= 任务要求 =
在讲解网络稳定性(Kruskal重构树+LCA)的给定文本中,代码里的数组 val 用来存储什么?

蓝桥杯真题讲解:网络稳定性(Kruskal重构树+LCA)
一、视频讲解
二、正解代码
cpp
//kruskal重构树 + lca
#include<bits/stdc++.h>
#define endl "\n"
#define deb(x) cout << #x << " = " << x << '\n';
#define INF 0x3f3f3f3f
using namespace std;
const int N = 2e5 + 10;
const int M = 3e5 + 10;
int n, m, q;
struct edge{
int x, y, w;
}e[M];
vector<int>g[N];
int p[N];
int val[N];//重构树节点的权值。
int find(int x){
if(x != p[x])p[x] = find(p[x]);
return p[x];
}
void kruskal(){
for(int i = 1; i <= n * 2; i ++){
p[i] = i;
}
sort(e, e + m, [&](edge x, edge y){return x. w > y.w;});
int id = n;
for(int i = 0; i < m; i ++){
int x = e[i].x, y = e[i].y, w = e[i].w;
int px = find(x), py = find(y);
if(py == px)continue;
id ++;
p[px] = id, p[py] = id;
g[id].push_back(py);
g[id].push_back(px);
val[id] = w;
}
}
int dep[N], fa[N], siz[N];
int top[N], hs[N];
void dfs1(int u, int f){
dep[u] = dep[f] + 1;
siz[u] = 1;
fa[u] = f;
for(auto s: g[u]){
if(s == f)continue;
dfs1(s, u);
siz[u] += siz[s];
if(siz[s] > siz[hs[u]])

= 数据部分 =
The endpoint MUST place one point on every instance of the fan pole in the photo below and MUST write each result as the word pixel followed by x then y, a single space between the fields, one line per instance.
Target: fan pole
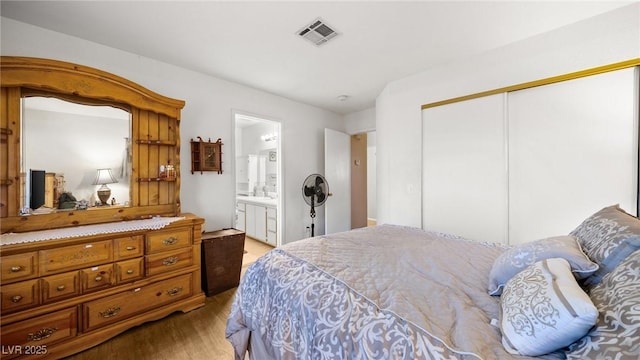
pixel 313 215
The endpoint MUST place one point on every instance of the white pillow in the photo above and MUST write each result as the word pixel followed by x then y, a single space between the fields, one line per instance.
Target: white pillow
pixel 520 256
pixel 543 309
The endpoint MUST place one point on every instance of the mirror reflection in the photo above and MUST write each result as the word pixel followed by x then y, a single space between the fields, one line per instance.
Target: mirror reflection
pixel 66 148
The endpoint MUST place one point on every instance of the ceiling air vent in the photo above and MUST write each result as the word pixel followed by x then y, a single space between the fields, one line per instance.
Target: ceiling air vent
pixel 318 32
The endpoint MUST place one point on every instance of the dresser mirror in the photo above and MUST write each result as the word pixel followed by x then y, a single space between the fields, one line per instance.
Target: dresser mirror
pixel 130 147
pixel 63 146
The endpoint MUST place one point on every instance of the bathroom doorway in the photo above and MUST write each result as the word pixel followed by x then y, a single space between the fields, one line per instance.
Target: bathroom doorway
pixel 258 174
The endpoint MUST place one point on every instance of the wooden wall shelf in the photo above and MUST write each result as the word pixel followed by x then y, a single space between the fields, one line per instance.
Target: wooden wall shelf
pixel 206 156
pixel 155 179
pixel 156 142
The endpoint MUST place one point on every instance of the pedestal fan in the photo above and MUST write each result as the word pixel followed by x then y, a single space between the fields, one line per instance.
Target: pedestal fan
pixel 315 191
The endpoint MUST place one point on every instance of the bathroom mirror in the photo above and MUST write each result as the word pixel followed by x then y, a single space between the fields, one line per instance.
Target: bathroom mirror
pixel 64 144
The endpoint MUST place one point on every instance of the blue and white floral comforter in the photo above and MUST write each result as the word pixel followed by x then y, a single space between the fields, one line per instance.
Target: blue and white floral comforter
pixel 384 292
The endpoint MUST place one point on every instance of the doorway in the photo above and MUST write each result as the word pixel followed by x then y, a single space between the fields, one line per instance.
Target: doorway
pixel 258 178
pixel 363 179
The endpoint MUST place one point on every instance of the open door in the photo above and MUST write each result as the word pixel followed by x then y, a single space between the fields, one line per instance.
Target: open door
pixel 337 171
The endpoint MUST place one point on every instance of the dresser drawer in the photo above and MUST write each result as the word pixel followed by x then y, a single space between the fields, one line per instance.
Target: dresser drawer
pixel 168 240
pixel 129 270
pixel 20 295
pixel 75 257
pixel 128 247
pixel 61 286
pixel 96 277
pixel 19 267
pixel 124 305
pixel 168 261
pixel 42 330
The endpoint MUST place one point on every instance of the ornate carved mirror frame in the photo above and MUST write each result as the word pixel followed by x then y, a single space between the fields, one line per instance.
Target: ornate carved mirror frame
pixel 155 136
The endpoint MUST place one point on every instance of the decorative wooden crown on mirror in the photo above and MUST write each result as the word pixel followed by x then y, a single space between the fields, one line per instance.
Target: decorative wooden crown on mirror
pixel 155 140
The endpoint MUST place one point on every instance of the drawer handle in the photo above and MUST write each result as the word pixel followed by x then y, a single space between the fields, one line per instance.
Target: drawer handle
pixel 170 261
pixel 170 241
pixel 41 334
pixel 110 312
pixel 175 291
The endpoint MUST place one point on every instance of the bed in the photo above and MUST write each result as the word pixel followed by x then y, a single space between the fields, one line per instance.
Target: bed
pixel 396 292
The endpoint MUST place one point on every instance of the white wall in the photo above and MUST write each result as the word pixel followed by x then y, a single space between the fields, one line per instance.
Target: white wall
pixel 605 39
pixel 360 121
pixel 208 113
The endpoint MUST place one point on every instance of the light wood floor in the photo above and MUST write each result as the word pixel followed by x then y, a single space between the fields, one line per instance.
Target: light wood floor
pixel 198 334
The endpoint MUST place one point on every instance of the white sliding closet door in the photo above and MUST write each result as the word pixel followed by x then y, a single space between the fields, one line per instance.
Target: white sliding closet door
pixel 573 149
pixel 464 176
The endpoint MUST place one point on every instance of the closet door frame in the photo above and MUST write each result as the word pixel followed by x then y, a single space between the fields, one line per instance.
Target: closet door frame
pixel 428 208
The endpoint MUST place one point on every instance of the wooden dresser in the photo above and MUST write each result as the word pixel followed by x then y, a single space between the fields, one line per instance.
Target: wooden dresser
pixel 65 295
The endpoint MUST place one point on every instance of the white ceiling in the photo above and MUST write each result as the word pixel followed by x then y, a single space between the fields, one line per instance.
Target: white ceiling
pixel 255 43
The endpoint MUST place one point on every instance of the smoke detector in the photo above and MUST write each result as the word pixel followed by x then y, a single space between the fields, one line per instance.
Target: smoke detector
pixel 318 32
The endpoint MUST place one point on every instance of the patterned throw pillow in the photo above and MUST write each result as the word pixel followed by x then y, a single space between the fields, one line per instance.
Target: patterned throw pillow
pixel 617 332
pixel 519 257
pixel 602 233
pixel 544 309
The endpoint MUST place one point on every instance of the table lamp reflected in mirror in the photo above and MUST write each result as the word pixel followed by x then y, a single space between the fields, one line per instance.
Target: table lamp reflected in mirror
pixel 104 177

= 参考答案 =
重构树节点的权值。